◆ **Passage to read**
>>>>
Activity and metabolic rate of B6 and 129 mice on low- and high-fat diets. Mice were placed in indirect calorimetry chambers and allowed to adapt for 48 h. Activity was measured as beam break counts during 24 h on low-fat (A) and high-fat diets (B) in B6 (filled circles) and 129 mice (open circles). The black horizontal bar denotes the dark period. (C) The bars represent the mean activity level over 24 h ± SEM with four mice in each group. Mean activity level of 129 versus B6 mice was significantly lower (P < 0.001) on both diets.

Fig. 3.

Gene expression in skeletal muscle and expression of fat-specific genes in skeletal muscle and epididymal fat. (A) Gene array analysis of skeletal muscle by using Affychip U72Av.2. The scatter plot depicts the genes and ESTs with differential expression between B6 and 129 of >1.15-fold. The UCP1 gene expression (encircled) exhibited the highest fold difference between the two strains (52-fold higher in 129 versus B6). (B) The UCP1 gene expression of skeletal muscle was confirmed by quantitative RT-PCR showing a 110-fold higher expression of UCP1 in 129 than in B6 (P = 0.0002). Gene expression of UCP1 and of white fat-specific genes (leptin, adiponectin, and aP2) in muscle (C) and epididymal white fat (D) of B6 (filled bars) and 129 mice (open bars) is shown. Only leptin in muscle was significantly higher in B6 mice compared with 129 mice (P = 0.023). Data represent the mean of four chips with cRNA from two or three mice on each chip. The mice used for the study had been maintained on a regular chow (21% of calories from fat) for 6 months.

Fig. 4.
<<<<
◆ **Work instructions**
A. In the figure legends, what was the quantitative RT-PCR on skeletal muscle done for? Answer in one to three sentences.
B. Swap "beam break counts" for "infrared beam interruptions" in the figure legends and write out everything from "Activity and metabolic" down to "on both diets.".

◆ **Dataset extract**
>>>>
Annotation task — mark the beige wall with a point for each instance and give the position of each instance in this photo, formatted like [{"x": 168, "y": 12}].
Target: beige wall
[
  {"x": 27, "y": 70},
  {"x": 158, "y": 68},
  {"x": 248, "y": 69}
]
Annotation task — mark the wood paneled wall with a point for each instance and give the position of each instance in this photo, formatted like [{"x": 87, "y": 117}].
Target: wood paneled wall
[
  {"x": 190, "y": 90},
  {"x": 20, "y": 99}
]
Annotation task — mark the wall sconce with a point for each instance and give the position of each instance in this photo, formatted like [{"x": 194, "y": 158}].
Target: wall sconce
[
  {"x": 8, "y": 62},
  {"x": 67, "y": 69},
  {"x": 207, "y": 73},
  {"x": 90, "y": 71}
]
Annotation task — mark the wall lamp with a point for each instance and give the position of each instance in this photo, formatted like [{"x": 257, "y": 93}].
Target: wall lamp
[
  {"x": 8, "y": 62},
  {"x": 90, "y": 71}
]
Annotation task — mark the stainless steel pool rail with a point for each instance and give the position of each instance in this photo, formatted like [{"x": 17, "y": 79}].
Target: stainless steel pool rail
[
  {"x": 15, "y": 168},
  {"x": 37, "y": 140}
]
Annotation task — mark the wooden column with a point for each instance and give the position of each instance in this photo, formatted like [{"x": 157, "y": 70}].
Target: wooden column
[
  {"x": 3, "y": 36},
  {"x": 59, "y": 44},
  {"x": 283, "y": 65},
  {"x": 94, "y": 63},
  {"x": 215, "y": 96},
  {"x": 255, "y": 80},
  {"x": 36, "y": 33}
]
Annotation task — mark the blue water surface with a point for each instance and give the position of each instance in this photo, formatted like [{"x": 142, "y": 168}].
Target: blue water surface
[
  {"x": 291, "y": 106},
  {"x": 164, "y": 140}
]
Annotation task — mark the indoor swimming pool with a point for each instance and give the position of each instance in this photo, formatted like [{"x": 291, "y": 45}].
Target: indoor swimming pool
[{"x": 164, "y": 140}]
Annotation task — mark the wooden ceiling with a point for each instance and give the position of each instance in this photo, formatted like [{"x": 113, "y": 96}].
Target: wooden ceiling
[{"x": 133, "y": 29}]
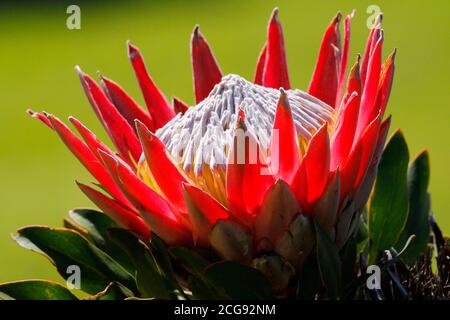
<<<<
◆ **Your responses**
A. It was done to confirm the UCP1 gene expression in skeletal muscle from the gene array, where UCP1 had the highest fold difference between the two strains (52-fold higher in 129 than in B6). The RT-PCR showed 110-fold higher UCP1 expression in 129 than in B6 (P = 0.0002).

B.
Activity and metabolic rate of B6 and 129 mice on low- and high-fat diets. Mice were placed in indirect calorimetry chambers and allowed to adapt for 48 h. Activity was measured as infrared beam interruptions during 24 h on low-fat (A) and high-fat diets (B) in B6 (filled circles) and 129 mice (open circles). The black horizontal bar denotes the dark period. (C) The bars represent the mean activity level over 24 h ± SEM with four mice in each group. Mean activity level of 129 versus B6 mice was significantly lower (P < 0.001) on both diets.